**LIST OF TASKS**
1. In the mailing-list thread, what does the reply say someone paid to host other people's web sites needs to do?
2. Resume the mailing-list thread after its final line.

**QUOTED PASSAGE**
----------------

2017-03-26 Thread Νίκος Βέργος
Τη Κυριακή, 26 Μαρτίου 2017 - 11:05:34 μ.μ. UTC+3, ο χρήστης Νίκος Βέργος 
έγραψε:
> Τη Κυριακή, 26 Μαρτίου 2017 - 10:56:07 μ.μ. UTC+3, ο χρήστης Chris Angelico 
> έγραψε:
> > On Mon, Mar 27, 2017 at 6:33 AM, Νίκος Βέργος  wrote:
> > > Since i'm incopetent as you suggest i'am show us your level of skills and 
> > > expertise and provide a solution, otherwise you are also what you claim 
> > > of me.
> > 
> > It's not his problem. An expert does not have to provide solutions to
> > prove his expertise, unless s/he is suffering from severe self-image
> > problems. Someone who's getting paid to host other people's web sites,
> > on the other hand, needs to solve the problems that come up.

----------------

**GIVEN RECORDS**
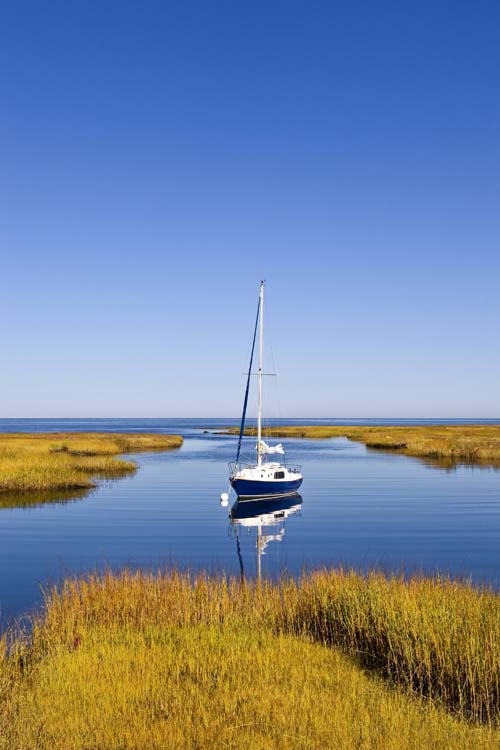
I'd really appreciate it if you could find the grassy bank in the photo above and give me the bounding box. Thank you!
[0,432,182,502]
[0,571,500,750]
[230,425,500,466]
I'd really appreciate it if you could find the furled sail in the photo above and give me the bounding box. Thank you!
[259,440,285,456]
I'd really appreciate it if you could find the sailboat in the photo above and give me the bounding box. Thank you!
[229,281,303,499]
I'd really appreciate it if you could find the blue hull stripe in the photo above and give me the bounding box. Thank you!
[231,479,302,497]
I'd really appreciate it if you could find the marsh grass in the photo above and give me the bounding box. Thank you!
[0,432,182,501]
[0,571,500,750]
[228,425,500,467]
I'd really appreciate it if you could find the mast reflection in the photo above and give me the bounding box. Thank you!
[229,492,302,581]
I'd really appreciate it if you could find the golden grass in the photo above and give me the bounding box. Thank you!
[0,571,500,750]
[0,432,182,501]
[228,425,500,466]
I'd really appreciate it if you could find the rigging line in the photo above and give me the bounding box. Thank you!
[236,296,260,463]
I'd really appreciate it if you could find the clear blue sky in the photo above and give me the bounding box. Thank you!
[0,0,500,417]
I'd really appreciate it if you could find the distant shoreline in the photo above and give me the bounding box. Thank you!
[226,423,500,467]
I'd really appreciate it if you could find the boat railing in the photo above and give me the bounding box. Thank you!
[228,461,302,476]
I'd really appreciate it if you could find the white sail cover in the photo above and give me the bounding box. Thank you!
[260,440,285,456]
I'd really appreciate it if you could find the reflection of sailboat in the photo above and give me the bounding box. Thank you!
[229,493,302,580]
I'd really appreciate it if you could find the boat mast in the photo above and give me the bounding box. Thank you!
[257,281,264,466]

----------------

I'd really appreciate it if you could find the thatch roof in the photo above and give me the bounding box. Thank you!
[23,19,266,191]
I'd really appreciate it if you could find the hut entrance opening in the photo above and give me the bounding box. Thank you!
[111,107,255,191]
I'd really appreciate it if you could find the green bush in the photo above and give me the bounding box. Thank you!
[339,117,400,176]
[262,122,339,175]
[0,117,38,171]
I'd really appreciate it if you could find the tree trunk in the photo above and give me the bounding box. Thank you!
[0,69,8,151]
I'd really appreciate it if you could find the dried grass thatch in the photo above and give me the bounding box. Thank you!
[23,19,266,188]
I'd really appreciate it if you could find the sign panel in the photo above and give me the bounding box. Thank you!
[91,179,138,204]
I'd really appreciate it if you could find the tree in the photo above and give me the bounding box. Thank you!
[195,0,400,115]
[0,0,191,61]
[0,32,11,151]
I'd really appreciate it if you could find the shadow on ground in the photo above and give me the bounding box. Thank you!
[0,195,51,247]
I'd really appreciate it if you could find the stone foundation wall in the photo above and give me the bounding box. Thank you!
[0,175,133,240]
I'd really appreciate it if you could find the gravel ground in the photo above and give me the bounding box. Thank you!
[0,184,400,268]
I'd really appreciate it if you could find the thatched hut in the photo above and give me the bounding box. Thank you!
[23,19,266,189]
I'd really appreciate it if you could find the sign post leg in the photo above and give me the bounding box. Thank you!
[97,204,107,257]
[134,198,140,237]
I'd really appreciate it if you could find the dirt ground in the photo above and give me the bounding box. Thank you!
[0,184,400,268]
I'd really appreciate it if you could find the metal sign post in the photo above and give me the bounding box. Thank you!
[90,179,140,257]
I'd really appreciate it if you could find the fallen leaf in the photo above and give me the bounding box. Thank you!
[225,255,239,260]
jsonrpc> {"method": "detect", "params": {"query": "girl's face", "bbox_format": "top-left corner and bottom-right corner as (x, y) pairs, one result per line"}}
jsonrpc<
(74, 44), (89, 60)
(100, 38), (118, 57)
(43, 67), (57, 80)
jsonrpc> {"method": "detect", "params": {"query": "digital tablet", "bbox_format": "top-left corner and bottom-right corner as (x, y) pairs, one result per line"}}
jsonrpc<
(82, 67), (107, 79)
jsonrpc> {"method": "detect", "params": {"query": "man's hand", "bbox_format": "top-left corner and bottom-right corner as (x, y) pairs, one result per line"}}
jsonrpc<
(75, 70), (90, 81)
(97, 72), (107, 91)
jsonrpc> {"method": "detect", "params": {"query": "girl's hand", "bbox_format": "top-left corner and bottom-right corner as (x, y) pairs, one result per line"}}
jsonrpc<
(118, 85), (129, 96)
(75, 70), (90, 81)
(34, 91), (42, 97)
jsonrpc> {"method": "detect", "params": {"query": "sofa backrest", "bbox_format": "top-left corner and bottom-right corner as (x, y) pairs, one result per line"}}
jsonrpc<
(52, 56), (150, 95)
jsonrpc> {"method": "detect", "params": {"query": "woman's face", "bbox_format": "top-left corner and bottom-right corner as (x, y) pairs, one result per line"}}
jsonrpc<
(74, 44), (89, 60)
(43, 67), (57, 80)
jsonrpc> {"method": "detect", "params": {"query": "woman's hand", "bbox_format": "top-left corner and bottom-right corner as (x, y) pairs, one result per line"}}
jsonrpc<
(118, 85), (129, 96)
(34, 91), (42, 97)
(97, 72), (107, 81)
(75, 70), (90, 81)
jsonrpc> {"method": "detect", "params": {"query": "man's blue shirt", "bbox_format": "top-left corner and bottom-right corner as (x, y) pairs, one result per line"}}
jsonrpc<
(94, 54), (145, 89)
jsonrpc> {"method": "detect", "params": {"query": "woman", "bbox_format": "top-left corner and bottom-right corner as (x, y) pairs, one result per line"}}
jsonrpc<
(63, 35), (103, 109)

----------------

**ANSWERS TO EACH TASK**
1. They need to solve the problems that come up.

2.
> > 
> > ChrisA
> 
> Okey although i beleive my UPDATE query to be correct i'll now try this:
> 
> cur.execute('''UPDATE visitors SET pagesID=%s, host=%s, ref=%s, location=%s, 
> useros=%s, browser=%s, visits=%s WHERE host LIKE %s''', (pID, domain, ref, 
> location, useros, browser, lastvisit, domain_query) )

OMG!!! It actually worked!

Can't believe that 3 days in a row i have tried everything concerning string 
manipulation and mysql escaping nd the error was the UPDATE itself

OMG!!!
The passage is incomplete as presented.